[start]
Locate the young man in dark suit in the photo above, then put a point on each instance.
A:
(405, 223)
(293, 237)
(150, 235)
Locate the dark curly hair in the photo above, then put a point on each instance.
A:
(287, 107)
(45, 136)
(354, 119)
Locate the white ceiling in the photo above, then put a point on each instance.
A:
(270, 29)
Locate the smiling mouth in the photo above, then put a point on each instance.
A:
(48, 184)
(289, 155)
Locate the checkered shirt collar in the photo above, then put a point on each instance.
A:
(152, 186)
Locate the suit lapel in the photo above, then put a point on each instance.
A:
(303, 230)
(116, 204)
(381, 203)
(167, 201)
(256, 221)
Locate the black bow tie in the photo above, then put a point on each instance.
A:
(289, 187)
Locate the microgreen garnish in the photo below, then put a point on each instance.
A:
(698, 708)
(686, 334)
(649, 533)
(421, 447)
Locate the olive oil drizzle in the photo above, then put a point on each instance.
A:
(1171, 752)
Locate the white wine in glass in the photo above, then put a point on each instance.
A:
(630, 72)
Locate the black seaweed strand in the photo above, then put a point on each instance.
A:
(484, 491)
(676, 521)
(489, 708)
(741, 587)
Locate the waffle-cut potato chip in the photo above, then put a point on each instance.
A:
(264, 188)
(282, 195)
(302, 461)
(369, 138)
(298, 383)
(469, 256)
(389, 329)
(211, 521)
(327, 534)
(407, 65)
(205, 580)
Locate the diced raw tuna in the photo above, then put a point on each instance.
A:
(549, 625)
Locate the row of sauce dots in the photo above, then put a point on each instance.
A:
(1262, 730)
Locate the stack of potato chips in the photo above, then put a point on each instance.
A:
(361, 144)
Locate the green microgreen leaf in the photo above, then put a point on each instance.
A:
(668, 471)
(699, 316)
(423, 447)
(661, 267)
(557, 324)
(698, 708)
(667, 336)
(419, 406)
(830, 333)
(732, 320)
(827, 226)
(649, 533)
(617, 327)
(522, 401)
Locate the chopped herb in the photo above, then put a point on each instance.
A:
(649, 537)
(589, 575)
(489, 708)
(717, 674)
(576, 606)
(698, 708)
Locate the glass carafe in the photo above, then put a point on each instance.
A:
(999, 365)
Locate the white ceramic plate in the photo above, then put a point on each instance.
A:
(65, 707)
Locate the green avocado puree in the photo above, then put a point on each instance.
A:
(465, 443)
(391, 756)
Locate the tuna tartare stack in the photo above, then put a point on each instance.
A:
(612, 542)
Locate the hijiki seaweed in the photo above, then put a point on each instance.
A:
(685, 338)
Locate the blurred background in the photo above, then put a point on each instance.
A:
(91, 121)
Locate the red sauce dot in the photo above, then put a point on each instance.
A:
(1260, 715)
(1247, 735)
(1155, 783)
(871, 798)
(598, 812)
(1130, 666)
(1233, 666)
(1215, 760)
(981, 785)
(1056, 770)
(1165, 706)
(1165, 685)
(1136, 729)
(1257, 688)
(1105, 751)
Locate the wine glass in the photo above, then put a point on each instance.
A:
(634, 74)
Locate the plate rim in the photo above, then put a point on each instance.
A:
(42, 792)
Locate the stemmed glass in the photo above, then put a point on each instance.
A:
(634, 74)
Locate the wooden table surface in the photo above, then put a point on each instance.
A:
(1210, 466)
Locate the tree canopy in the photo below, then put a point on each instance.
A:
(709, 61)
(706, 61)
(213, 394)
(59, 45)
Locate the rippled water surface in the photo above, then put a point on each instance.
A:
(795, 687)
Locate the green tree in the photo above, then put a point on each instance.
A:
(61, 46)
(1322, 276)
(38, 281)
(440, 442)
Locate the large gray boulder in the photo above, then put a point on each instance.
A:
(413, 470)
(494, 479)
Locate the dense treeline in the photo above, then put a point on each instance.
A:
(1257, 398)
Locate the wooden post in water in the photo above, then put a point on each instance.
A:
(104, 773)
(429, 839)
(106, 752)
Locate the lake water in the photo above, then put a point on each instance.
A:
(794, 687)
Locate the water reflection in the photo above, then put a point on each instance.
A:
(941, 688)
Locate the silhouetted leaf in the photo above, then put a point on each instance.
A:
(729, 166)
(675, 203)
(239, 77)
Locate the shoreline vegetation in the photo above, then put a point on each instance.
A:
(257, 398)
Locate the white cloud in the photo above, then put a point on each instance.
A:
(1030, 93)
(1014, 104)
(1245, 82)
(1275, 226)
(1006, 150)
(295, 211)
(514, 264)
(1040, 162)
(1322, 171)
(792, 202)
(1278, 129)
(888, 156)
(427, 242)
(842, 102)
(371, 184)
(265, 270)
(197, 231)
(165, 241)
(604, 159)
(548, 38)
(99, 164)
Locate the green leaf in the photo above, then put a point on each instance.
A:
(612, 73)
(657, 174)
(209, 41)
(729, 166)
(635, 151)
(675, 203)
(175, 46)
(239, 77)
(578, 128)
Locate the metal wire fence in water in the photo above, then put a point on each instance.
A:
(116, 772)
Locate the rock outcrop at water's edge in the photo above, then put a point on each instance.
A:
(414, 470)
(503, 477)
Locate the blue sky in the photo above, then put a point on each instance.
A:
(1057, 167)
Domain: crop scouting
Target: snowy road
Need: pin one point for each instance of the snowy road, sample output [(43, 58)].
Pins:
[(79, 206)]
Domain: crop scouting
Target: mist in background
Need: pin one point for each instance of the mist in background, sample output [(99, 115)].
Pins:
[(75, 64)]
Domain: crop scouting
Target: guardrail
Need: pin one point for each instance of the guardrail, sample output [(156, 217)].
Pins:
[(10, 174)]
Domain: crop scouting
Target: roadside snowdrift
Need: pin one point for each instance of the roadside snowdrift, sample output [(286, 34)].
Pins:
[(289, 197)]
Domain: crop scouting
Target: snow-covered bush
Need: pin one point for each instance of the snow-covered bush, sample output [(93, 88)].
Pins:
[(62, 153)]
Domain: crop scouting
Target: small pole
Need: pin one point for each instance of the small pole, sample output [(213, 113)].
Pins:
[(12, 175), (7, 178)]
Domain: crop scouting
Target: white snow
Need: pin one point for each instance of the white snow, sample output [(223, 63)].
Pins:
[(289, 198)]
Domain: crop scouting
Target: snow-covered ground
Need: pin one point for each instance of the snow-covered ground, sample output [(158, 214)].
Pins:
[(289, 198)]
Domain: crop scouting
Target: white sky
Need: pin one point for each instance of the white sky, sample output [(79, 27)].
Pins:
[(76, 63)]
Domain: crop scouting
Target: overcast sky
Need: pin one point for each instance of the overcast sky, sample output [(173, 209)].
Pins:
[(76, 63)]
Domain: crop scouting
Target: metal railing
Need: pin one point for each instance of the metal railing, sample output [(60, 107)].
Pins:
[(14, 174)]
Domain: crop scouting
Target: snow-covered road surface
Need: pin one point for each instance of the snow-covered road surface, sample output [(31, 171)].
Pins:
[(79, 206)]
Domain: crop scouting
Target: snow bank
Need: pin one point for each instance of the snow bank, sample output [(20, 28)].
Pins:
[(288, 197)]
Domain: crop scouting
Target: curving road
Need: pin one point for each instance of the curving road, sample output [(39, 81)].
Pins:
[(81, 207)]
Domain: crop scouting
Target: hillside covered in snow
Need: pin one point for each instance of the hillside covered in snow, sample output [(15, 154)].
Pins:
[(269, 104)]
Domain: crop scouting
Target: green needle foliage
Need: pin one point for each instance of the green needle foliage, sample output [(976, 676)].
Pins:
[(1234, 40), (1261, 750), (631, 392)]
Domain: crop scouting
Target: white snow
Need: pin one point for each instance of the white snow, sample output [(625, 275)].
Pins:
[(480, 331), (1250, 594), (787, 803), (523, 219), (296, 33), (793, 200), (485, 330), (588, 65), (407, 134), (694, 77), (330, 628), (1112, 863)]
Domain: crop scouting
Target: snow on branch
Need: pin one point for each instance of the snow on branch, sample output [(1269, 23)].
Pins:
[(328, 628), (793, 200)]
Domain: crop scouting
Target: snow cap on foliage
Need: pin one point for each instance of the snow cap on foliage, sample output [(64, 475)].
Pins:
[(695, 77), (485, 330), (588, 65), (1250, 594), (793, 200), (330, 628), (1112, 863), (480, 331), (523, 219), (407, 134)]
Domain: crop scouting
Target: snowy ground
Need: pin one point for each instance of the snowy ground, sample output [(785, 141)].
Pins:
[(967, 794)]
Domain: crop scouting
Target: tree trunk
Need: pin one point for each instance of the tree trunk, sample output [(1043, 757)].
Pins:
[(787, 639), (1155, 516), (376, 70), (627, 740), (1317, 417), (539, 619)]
[end]
List every line of the records that contains the word "branch".

## Response to the task
Target: snow on branch
Need: pin one point for each instance of the snow on branch, sample output [(1269, 23)].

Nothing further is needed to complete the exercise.